§ SOURCE RECORDS:
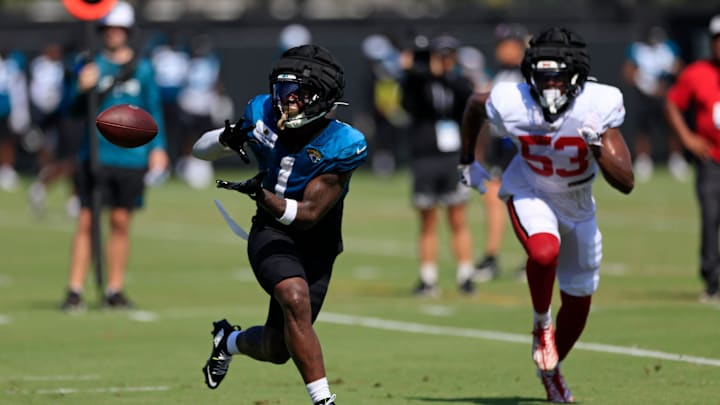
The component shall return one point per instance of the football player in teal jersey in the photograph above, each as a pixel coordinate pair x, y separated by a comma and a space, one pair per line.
306, 160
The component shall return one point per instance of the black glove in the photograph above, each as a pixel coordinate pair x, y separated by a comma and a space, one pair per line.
251, 187
235, 136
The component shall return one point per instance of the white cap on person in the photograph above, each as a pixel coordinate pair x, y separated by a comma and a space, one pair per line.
715, 25
121, 15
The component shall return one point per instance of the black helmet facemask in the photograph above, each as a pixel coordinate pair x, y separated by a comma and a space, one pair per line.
556, 54
305, 85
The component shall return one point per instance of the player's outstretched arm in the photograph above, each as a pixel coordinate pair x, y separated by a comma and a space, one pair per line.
320, 196
474, 118
614, 160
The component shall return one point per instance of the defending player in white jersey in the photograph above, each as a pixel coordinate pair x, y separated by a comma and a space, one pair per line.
565, 128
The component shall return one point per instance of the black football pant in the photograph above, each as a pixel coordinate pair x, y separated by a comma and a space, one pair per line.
707, 187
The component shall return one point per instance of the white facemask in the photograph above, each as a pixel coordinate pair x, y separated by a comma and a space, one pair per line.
553, 100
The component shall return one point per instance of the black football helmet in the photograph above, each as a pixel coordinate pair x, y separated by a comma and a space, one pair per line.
556, 66
306, 83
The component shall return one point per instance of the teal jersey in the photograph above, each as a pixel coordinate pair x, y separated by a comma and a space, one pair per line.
139, 89
339, 148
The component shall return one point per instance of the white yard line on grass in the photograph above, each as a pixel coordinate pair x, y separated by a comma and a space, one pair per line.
100, 390
89, 377
410, 327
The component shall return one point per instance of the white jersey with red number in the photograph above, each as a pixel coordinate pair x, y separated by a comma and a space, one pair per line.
553, 159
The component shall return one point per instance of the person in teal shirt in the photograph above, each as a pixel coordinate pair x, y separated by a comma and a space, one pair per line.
119, 76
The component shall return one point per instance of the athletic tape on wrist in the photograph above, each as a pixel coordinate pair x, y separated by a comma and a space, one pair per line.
290, 212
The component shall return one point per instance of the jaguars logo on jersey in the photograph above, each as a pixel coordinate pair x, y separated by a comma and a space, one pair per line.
314, 155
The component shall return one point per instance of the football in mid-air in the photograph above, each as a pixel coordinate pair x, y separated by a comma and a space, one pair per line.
126, 125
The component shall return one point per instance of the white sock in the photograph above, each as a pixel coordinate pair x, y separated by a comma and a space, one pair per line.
544, 319
318, 390
232, 342
428, 273
464, 272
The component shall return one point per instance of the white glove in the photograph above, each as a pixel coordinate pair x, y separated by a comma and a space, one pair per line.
474, 175
591, 136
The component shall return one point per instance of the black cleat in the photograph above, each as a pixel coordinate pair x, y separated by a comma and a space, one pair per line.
486, 270
117, 300
216, 366
73, 302
467, 287
327, 401
426, 290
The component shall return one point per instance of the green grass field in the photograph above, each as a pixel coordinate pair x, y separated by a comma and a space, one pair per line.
648, 340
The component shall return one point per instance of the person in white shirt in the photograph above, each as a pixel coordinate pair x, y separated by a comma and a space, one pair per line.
566, 129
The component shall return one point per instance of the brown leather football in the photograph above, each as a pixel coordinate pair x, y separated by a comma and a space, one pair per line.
126, 125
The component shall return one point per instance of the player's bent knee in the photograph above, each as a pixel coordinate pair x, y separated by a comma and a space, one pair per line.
543, 248
293, 295
279, 356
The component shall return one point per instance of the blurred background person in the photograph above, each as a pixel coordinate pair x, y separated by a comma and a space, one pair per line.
171, 62
510, 43
14, 115
388, 121
293, 35
434, 93
698, 86
123, 172
650, 67
58, 135
195, 101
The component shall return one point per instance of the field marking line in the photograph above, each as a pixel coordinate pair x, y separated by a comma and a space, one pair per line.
411, 327
88, 377
99, 390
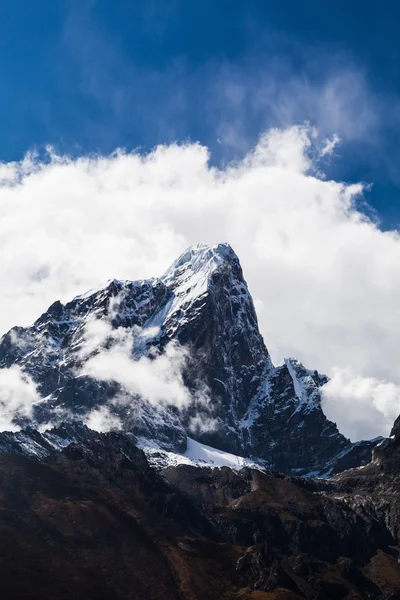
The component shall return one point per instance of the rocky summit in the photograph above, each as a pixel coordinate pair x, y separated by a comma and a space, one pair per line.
199, 315
219, 476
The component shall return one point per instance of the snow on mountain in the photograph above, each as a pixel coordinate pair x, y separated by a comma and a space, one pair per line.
196, 454
238, 402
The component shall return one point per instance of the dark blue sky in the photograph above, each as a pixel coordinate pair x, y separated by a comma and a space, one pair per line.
90, 76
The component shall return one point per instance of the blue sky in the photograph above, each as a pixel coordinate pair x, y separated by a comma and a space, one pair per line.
90, 76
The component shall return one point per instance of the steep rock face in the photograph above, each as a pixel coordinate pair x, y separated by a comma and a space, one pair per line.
202, 303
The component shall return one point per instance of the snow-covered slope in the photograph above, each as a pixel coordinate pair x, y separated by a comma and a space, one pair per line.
239, 402
196, 454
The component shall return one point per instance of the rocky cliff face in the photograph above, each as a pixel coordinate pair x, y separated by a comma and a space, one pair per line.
202, 303
95, 521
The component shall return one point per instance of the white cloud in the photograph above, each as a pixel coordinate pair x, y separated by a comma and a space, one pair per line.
327, 279
18, 394
362, 405
103, 420
157, 378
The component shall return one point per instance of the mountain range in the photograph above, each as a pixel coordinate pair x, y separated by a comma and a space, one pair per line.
200, 317
165, 457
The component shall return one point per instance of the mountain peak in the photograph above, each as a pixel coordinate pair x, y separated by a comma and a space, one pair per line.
200, 259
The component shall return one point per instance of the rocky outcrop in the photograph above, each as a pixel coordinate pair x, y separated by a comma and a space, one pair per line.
95, 521
201, 303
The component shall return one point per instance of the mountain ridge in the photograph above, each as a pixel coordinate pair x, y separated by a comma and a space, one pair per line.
201, 304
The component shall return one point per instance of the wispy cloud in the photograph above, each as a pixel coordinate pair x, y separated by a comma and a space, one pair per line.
324, 277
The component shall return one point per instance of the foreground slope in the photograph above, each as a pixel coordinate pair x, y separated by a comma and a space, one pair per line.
95, 521
202, 305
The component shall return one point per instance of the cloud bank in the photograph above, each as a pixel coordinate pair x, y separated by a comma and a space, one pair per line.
18, 394
325, 279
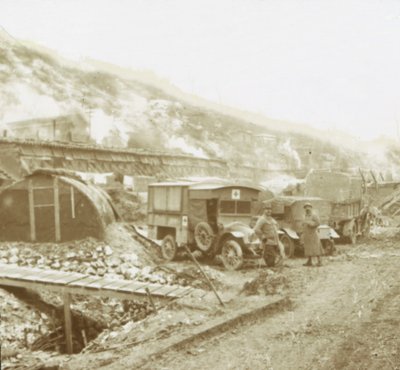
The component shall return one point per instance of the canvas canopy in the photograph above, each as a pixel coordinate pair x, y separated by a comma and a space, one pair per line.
46, 207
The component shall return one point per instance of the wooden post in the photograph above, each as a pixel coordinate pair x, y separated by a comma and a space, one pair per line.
57, 210
72, 202
205, 276
151, 300
31, 211
68, 323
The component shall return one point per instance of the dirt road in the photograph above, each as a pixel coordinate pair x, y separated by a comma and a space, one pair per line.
344, 315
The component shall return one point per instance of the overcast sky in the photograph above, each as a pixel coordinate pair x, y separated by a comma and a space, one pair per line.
333, 64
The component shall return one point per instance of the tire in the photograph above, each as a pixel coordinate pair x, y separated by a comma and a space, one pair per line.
288, 245
352, 237
232, 255
328, 246
204, 236
168, 248
270, 255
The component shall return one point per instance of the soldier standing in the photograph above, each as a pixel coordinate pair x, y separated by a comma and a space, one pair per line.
266, 229
312, 244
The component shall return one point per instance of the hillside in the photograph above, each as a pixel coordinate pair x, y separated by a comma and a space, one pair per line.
128, 112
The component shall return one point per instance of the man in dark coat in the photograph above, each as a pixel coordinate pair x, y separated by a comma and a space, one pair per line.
312, 244
266, 229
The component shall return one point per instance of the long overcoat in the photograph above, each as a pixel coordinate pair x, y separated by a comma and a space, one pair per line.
312, 243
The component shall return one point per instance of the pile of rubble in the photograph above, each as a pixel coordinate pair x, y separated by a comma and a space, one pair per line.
267, 282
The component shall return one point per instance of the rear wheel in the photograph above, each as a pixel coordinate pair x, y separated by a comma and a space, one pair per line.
328, 246
270, 255
288, 244
204, 236
232, 255
168, 248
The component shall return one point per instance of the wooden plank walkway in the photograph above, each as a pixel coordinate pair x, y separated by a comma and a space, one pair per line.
76, 283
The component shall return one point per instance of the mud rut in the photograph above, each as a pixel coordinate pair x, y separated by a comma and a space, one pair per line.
344, 315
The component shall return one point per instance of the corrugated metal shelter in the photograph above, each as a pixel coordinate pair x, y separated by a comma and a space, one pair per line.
49, 206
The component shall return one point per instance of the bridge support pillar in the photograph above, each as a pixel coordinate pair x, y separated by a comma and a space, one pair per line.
68, 322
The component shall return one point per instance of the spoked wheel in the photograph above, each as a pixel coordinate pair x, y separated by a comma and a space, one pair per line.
328, 246
271, 255
204, 236
353, 235
288, 244
168, 248
232, 255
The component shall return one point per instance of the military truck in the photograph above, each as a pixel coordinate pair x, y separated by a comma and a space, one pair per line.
288, 211
212, 217
345, 193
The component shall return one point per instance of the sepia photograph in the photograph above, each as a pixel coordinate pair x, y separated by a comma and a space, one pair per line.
194, 185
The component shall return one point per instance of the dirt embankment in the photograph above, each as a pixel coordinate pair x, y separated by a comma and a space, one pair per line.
345, 315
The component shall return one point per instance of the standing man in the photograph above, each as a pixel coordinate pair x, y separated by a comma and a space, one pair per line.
266, 229
312, 244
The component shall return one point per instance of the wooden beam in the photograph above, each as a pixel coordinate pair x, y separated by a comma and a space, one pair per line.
68, 322
57, 210
72, 202
31, 211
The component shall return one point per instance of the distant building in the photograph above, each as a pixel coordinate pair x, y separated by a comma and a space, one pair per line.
265, 139
242, 136
69, 128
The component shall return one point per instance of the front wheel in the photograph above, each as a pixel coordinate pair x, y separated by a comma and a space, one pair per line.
231, 255
352, 237
204, 236
270, 255
288, 244
168, 248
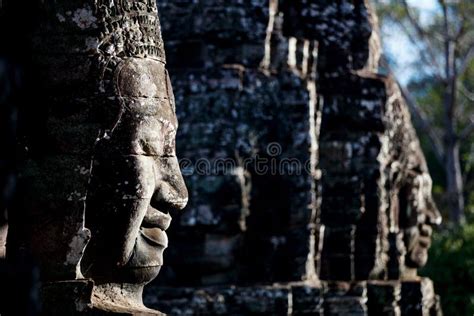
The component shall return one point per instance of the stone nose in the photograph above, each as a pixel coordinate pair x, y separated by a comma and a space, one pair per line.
170, 193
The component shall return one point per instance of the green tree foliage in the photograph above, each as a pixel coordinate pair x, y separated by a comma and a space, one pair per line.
441, 90
451, 267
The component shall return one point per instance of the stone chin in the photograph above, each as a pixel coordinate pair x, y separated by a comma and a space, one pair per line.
144, 264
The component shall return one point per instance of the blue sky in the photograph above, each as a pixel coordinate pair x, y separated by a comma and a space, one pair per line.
400, 48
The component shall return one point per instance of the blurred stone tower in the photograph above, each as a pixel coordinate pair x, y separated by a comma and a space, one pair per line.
346, 236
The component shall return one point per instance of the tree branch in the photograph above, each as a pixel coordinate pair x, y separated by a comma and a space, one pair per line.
466, 61
425, 124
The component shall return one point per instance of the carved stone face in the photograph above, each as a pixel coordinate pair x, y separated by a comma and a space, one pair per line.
136, 180
421, 214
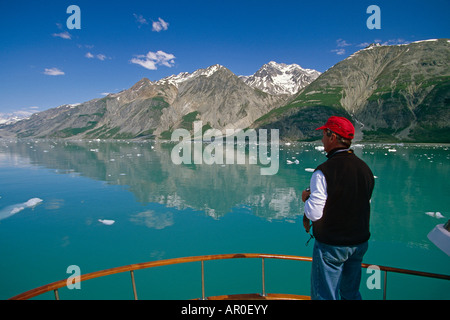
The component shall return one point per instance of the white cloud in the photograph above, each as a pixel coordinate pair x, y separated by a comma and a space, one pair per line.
53, 72
363, 45
100, 56
63, 35
160, 25
152, 60
140, 19
342, 43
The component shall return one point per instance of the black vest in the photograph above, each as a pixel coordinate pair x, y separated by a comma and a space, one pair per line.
350, 182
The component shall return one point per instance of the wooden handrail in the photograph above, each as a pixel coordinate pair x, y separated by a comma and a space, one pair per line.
138, 266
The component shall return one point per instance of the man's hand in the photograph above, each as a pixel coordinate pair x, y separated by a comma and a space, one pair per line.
305, 194
306, 224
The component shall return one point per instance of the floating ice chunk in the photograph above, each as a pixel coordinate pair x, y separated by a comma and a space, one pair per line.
16, 208
437, 215
33, 202
106, 222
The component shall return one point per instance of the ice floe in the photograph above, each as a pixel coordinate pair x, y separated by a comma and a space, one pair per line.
435, 214
16, 208
106, 222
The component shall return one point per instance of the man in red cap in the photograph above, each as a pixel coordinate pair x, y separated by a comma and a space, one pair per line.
338, 204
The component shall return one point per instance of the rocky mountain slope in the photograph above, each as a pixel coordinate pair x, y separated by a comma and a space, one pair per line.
399, 92
214, 95
391, 93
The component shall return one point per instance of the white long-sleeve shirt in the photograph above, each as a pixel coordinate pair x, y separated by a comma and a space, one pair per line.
316, 202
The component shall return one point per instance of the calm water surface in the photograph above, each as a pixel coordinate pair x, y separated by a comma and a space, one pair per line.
162, 211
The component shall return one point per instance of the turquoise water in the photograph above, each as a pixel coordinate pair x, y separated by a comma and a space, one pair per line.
162, 211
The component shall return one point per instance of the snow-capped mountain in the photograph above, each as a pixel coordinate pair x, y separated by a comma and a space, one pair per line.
9, 118
176, 80
279, 78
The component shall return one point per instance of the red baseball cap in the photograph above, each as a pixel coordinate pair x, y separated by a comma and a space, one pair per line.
341, 126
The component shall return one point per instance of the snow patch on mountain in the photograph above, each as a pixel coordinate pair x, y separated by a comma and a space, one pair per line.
280, 78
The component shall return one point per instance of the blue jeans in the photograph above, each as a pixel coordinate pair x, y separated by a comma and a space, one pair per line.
336, 271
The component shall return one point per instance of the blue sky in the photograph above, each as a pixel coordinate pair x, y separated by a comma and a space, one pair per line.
44, 64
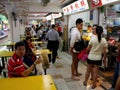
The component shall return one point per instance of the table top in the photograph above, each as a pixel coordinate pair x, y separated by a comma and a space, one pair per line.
41, 82
6, 53
37, 42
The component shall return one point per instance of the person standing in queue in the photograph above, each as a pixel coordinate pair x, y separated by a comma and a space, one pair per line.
76, 34
53, 42
96, 47
15, 64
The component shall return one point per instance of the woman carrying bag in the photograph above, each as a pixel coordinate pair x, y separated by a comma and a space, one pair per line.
97, 46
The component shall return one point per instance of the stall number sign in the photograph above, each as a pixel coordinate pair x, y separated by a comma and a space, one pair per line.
77, 6
108, 1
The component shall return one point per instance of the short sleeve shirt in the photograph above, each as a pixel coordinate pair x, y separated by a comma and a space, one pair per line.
97, 48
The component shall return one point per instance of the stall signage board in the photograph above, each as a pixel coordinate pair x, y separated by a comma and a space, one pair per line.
108, 1
80, 5
49, 17
54, 16
96, 3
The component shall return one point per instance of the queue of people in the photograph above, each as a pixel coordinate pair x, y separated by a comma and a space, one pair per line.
23, 62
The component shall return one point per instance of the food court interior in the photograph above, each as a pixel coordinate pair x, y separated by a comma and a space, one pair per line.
16, 16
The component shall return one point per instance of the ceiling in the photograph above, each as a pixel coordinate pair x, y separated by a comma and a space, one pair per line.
32, 8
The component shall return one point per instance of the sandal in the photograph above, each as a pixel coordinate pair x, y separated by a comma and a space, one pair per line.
84, 83
75, 78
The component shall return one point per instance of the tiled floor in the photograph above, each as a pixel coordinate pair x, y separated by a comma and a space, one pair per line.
61, 74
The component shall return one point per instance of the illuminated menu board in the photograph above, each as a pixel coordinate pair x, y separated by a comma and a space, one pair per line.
80, 5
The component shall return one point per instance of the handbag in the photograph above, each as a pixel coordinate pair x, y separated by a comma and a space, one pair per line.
83, 55
79, 45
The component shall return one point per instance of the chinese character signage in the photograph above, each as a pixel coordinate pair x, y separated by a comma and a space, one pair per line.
77, 6
98, 3
108, 1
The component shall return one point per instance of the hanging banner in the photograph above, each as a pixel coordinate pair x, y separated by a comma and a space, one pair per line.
80, 5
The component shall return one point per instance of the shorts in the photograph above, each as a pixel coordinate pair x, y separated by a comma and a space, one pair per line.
94, 62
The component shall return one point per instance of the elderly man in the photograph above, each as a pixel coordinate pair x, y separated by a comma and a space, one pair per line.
15, 65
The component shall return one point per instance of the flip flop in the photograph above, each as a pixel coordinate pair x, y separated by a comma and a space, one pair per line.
84, 83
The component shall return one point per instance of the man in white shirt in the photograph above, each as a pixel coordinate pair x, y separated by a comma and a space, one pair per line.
75, 36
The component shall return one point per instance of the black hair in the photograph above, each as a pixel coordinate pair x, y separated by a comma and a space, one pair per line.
99, 31
119, 40
27, 38
53, 26
79, 20
95, 25
18, 44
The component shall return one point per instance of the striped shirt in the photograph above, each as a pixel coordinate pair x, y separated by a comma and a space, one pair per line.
15, 66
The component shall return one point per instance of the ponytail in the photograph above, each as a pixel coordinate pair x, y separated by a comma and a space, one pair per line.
99, 31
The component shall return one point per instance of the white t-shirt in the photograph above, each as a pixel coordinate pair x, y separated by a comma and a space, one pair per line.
97, 48
75, 36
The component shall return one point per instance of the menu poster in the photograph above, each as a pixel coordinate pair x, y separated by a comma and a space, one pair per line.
96, 3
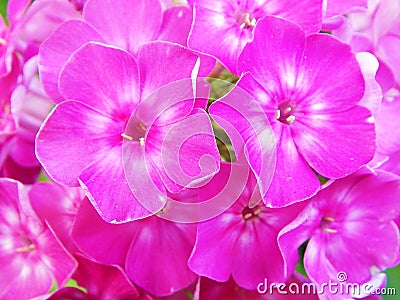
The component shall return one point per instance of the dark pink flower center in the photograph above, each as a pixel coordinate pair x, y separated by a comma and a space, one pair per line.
27, 245
251, 213
286, 112
327, 225
245, 20
135, 132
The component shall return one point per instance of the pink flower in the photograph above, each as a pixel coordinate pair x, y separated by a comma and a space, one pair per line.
92, 140
350, 226
242, 241
30, 255
29, 108
336, 9
153, 252
309, 89
376, 30
99, 281
129, 25
60, 212
222, 28
209, 289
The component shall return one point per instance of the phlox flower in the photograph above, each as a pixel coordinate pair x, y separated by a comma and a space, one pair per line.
209, 289
31, 257
152, 251
376, 30
57, 206
115, 131
99, 281
222, 28
309, 89
129, 25
335, 11
242, 241
350, 227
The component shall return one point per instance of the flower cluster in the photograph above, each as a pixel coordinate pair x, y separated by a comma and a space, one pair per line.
159, 149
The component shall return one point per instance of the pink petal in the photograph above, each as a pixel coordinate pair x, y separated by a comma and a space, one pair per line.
341, 7
16, 9
175, 60
387, 124
92, 235
308, 14
316, 136
268, 65
386, 50
176, 24
129, 25
293, 179
249, 130
60, 212
109, 192
55, 51
330, 78
213, 252
66, 144
102, 77
373, 94
102, 281
185, 152
170, 244
225, 39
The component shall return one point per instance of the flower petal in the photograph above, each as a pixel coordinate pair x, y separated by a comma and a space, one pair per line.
170, 244
109, 192
316, 136
73, 136
55, 51
129, 25
103, 77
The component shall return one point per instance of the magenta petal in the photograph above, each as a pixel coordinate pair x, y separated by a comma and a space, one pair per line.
328, 157
226, 39
176, 24
163, 270
265, 62
129, 24
185, 152
212, 255
143, 179
16, 9
66, 144
92, 235
109, 192
102, 281
55, 51
293, 179
31, 256
306, 13
60, 212
329, 78
152, 75
103, 77
249, 130
387, 124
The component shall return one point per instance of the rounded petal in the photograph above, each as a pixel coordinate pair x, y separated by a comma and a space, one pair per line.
336, 145
109, 192
56, 50
72, 137
103, 77
170, 244
129, 24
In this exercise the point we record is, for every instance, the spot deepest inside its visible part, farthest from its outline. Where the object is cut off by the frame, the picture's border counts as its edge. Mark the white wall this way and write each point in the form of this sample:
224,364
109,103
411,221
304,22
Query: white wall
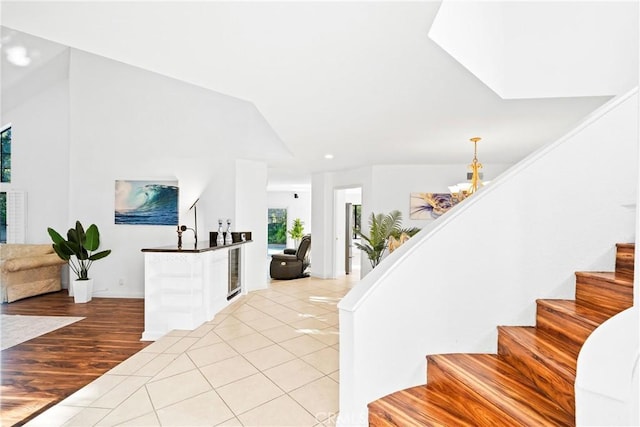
39,114
524,49
127,123
486,261
385,188
296,208
251,214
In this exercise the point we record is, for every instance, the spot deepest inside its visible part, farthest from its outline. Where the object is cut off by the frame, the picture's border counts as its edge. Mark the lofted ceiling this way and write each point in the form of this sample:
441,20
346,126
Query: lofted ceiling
359,80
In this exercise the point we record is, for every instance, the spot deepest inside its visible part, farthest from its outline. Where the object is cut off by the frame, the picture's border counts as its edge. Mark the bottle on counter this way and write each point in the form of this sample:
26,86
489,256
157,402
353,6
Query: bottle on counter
220,237
228,239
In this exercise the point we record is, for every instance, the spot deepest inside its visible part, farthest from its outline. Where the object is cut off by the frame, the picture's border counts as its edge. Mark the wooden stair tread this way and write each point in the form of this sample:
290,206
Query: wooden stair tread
415,406
573,309
532,378
607,276
500,387
560,354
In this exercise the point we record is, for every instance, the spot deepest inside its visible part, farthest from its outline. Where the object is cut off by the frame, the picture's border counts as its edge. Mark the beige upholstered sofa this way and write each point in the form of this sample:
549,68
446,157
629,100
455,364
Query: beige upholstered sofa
27,270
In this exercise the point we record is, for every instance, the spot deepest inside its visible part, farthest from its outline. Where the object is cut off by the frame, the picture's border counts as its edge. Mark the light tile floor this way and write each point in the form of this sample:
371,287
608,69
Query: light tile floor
268,359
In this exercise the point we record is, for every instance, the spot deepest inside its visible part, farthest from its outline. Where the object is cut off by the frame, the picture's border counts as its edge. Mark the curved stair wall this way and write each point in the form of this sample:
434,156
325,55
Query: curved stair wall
486,261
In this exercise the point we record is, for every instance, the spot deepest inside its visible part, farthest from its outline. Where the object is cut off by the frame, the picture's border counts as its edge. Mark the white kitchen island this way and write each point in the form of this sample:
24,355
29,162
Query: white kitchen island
183,288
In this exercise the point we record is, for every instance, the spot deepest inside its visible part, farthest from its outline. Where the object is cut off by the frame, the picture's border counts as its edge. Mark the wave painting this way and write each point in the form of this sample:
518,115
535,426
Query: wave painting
146,202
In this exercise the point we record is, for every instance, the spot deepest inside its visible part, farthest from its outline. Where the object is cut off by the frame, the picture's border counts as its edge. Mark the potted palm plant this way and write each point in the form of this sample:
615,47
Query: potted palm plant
79,252
382,229
297,231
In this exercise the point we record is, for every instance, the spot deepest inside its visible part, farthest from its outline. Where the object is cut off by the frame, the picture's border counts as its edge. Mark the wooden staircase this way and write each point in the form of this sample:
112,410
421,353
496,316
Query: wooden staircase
530,382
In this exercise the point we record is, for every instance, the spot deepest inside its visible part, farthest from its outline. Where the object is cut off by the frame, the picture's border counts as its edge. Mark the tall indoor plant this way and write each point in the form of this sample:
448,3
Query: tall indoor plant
380,228
297,231
383,228
79,252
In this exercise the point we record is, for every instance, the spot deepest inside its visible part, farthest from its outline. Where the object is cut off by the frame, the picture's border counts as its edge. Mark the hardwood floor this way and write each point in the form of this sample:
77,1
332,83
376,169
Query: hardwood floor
530,381
43,371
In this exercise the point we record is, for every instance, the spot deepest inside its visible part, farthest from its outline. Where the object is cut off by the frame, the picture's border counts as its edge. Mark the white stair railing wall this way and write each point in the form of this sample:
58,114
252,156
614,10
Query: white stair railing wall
485,262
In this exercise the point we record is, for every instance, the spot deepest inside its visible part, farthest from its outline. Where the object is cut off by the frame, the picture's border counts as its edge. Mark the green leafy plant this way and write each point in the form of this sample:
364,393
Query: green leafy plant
79,248
297,230
380,228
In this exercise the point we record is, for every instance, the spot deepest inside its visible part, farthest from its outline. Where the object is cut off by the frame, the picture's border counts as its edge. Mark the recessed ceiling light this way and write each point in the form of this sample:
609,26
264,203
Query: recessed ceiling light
17,55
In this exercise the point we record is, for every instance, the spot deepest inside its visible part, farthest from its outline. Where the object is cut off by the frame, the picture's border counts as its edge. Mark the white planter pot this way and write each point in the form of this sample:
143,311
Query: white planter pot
82,290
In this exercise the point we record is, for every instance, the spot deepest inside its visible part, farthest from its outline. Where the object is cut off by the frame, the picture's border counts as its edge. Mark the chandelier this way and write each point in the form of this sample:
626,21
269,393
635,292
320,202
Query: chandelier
463,190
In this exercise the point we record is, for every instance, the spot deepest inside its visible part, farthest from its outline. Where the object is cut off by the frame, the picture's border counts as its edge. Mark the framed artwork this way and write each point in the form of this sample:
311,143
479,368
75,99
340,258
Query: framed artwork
430,205
146,202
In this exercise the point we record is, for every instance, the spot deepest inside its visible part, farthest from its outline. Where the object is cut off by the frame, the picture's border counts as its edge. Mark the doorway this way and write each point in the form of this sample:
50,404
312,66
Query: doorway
347,257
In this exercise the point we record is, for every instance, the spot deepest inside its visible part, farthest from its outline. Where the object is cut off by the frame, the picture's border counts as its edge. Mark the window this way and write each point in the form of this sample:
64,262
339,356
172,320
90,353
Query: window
357,219
3,217
5,154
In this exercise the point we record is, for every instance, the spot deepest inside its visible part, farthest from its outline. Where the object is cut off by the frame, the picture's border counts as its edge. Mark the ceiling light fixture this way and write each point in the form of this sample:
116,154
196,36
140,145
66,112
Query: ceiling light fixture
463,190
18,55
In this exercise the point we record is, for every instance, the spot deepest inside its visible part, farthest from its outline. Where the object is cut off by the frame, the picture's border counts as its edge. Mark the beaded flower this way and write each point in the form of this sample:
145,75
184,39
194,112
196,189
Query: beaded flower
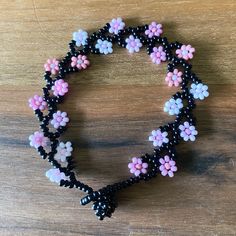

§ PROBLEM TO WORK ON: Read through the material above, and whenever a line contains "beaded", copy it.

§ SOLVED PROBLEM:
In this exercise the point we record is, for every instance, the spot deepest inside its visible part, farthest from its outline. Where the object is cut off by the frame, the picture's border counts as its edge. Mark the beaded flower this way and write each point in the form of this sample:
Query: beaded flower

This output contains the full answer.